Text section:
************
CyberSMART Public Seminar - Rethinking Privacy Protection in Federated Learning in the Face of Model Inversion Attacks
Event description
CyberSMART Public Seminar - USA National Science Foundation IUCRC Smart Centre and Virginia Tech
Guest Lecture
Talk 1 (Introductory talk) : Prof. Ophir Frieder, Georgetown University and Prof. Jarek Nabrzyski, University of Notre Dame.
Duration: 30 minutes
Abstract:
The NSF Industry-University Cooperative Research Center (IUCRC) for Science, Management, Applications, Regulation, and Training (CyberSMART) is a multidisciplinary hub for advancing cyber research and education. Established in 2019 at Georgetown University and later joined by the University of Notre Dame and Virginia Tech, CyberSMART integrates computer science with social, economic, behavioral, and cognitive sciences to tackle complex cyber challenges. Its research focuses on key areas such as distributed ledger technology, secure systems, artificial intelligence, post-quantum cybersecurity, and digital privacy. By uniting leading researchers and industry partners, CyberSMART drives innovation, strengthens U.S. technological leadership, and develops a diverse, skilled workforce to meet the demands of the evolving cyber landscape.
Speakers Biography
Prof. Dr. Ophir Frieder is the Director of the CyberSMART Center and a distinguished researcher in scalable information processing systems, with a focus on health informatics. He is a Fellow of numerous prestigious organizations, including AAAS, ACM, AIMBE, IEEE, and NAI. Dr. Frieder has been recognized with the ASIS&T Research in Information Science Award for medical informatics and the IEEE Edward J. McCluskey Technical Achievement Award. He serves on the computer science faculty at Georgetown University and holds a concurrent position in the biostatistics, bioinformatics, and biomathematics faculty at Georgetown University Medical Center.
************
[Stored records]
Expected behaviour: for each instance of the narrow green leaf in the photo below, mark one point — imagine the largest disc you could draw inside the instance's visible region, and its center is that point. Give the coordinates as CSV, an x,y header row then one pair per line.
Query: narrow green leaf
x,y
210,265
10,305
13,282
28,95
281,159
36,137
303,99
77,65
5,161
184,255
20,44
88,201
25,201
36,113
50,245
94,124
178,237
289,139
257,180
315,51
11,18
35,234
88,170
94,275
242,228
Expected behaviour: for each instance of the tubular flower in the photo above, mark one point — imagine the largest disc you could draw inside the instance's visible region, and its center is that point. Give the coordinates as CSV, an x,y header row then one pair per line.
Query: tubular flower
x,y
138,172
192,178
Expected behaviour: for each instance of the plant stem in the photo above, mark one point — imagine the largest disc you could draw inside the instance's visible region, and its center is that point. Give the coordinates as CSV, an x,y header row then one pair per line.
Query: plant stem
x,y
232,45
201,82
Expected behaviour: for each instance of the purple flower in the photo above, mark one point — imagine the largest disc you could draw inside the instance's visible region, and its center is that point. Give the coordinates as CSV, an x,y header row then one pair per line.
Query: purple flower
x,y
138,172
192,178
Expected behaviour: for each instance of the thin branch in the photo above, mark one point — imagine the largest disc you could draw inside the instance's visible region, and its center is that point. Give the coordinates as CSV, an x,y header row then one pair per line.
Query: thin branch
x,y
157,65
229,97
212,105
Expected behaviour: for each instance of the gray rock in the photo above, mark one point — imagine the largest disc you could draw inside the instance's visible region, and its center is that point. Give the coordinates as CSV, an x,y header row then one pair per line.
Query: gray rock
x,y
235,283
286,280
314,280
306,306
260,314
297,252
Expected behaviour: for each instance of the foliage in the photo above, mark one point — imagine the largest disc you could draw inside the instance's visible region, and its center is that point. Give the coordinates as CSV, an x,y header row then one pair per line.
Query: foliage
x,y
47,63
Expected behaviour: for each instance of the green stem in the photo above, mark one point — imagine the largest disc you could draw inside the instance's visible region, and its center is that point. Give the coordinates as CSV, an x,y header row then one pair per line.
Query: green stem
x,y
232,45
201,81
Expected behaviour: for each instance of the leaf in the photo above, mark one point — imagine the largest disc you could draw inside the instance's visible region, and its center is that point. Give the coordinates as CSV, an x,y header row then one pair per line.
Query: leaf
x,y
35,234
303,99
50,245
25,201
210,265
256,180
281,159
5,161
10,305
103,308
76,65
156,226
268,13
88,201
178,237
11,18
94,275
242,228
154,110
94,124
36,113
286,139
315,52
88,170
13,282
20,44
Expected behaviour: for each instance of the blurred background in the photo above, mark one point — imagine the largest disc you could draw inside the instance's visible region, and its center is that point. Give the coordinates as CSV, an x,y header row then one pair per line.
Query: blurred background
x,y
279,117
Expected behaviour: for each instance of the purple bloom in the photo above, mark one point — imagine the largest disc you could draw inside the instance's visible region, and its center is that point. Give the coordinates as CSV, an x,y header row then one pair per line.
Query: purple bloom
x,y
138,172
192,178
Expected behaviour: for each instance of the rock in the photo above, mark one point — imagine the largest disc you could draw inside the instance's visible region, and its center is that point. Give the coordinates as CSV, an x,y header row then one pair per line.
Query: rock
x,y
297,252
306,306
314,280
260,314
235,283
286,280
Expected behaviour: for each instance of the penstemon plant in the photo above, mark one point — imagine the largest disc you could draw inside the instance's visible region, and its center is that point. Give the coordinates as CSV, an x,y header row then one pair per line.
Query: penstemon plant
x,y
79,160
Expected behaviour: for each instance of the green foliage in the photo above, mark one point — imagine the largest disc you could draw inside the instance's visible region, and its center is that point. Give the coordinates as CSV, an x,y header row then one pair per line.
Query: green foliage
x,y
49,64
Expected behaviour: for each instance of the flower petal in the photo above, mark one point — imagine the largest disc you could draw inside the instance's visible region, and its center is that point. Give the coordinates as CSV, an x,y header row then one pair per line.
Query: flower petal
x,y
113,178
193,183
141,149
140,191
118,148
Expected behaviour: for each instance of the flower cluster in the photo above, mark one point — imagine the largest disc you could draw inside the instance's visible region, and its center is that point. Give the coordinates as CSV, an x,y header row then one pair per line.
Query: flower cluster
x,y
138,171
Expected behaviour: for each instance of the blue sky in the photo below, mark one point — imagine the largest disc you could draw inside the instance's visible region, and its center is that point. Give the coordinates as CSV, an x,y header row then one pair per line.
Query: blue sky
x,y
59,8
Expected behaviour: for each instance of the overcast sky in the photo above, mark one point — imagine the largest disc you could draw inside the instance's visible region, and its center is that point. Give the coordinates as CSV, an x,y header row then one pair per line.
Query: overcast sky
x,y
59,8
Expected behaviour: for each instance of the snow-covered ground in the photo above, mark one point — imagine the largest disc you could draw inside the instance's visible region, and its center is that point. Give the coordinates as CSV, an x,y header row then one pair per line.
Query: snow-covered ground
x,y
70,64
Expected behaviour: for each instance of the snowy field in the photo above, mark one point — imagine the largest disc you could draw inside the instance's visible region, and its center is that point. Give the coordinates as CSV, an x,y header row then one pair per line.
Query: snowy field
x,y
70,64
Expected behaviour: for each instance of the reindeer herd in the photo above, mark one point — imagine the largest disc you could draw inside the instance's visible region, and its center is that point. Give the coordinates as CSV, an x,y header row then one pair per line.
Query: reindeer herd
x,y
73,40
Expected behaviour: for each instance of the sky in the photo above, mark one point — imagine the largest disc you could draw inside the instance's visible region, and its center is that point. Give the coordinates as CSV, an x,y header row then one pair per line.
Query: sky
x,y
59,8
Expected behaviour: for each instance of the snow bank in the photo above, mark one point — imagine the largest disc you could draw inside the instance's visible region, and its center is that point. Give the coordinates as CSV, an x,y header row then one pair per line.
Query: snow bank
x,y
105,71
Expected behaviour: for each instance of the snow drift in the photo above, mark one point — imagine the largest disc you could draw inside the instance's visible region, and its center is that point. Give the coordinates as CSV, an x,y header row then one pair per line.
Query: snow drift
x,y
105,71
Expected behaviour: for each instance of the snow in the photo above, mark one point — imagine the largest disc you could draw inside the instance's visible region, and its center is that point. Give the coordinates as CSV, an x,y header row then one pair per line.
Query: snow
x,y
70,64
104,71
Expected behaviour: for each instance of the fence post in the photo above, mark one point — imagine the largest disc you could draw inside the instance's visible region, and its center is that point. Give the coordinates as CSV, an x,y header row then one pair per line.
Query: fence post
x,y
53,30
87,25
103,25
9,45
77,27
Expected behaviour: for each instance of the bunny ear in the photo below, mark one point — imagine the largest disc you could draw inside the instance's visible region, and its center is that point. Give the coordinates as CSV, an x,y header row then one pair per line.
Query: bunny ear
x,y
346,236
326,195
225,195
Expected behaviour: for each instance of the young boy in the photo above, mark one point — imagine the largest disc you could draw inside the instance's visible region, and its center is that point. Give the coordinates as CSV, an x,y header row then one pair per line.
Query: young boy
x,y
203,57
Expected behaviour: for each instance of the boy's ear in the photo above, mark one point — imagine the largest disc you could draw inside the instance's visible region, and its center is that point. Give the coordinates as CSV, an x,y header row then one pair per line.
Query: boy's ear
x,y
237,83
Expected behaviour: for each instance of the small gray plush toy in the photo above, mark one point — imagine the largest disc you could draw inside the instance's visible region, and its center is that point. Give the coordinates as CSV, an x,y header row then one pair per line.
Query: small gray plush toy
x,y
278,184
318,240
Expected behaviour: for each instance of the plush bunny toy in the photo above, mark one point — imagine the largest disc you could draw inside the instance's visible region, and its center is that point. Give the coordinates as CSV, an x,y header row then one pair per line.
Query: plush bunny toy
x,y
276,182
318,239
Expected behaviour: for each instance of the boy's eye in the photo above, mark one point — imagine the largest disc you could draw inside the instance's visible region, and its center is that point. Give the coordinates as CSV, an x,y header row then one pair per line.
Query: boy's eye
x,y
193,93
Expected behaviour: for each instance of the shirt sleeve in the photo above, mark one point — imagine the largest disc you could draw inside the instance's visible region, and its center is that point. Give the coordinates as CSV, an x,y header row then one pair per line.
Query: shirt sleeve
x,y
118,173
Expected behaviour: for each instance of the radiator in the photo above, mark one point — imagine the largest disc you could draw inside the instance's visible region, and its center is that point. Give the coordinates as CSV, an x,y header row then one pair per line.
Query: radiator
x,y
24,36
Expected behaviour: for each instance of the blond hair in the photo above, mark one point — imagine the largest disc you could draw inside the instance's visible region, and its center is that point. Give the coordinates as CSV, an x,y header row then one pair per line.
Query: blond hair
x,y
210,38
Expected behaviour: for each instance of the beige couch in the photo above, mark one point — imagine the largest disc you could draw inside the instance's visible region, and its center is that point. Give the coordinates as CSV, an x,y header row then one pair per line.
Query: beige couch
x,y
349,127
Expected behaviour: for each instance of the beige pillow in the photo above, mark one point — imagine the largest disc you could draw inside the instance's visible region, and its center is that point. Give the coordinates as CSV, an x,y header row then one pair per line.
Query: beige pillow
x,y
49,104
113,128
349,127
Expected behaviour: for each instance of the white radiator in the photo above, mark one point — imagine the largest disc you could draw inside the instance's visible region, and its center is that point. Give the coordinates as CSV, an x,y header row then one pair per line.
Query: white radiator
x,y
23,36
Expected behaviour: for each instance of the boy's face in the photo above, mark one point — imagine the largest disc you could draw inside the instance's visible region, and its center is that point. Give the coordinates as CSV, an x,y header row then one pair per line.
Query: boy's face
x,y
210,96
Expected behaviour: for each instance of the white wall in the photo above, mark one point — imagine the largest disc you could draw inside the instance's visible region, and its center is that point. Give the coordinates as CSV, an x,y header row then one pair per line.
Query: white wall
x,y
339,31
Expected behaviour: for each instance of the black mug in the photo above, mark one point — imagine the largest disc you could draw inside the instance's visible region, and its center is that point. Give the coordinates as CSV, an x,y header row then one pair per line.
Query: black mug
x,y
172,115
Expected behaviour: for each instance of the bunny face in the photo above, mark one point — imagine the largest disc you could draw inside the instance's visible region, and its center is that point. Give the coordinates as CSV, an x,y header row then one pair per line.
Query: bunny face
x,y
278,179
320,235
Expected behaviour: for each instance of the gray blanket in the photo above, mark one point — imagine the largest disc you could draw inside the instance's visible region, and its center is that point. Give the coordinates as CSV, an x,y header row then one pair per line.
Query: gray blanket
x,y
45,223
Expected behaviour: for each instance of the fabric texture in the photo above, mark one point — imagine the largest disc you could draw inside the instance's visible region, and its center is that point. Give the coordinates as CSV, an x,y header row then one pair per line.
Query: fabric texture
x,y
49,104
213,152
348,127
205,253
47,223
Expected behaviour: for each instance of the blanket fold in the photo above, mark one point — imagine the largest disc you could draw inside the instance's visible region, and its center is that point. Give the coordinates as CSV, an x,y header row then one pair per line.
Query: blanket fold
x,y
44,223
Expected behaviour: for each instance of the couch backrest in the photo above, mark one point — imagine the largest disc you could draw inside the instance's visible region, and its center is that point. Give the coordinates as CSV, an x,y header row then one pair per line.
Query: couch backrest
************
Activity 1:
According to the seminar page, in what year was CyberSMART established at Georgetown University?
Activity 2:
Print the part of the seminar page starting at "CyberSMART Public Seminar - Rethinking" and ending at "of Notre Dame.".

Exercise result 1:
2019

Exercise result 2:
CyberSMART Public Seminar - Rethinking Privacy Protection in Federated Learning in the Face of Model Inversion Attacks
Event description
CyberSMART Public Seminar - USA National Science Foundation IUCRC Smart Centre and Virginia Tech
Guest Lecture
Talk 1 (Introductory talk) : Prof. Ophir Frieder, Georgetown University and Prof. Jarek Nabrzyski, University of Notre Dame.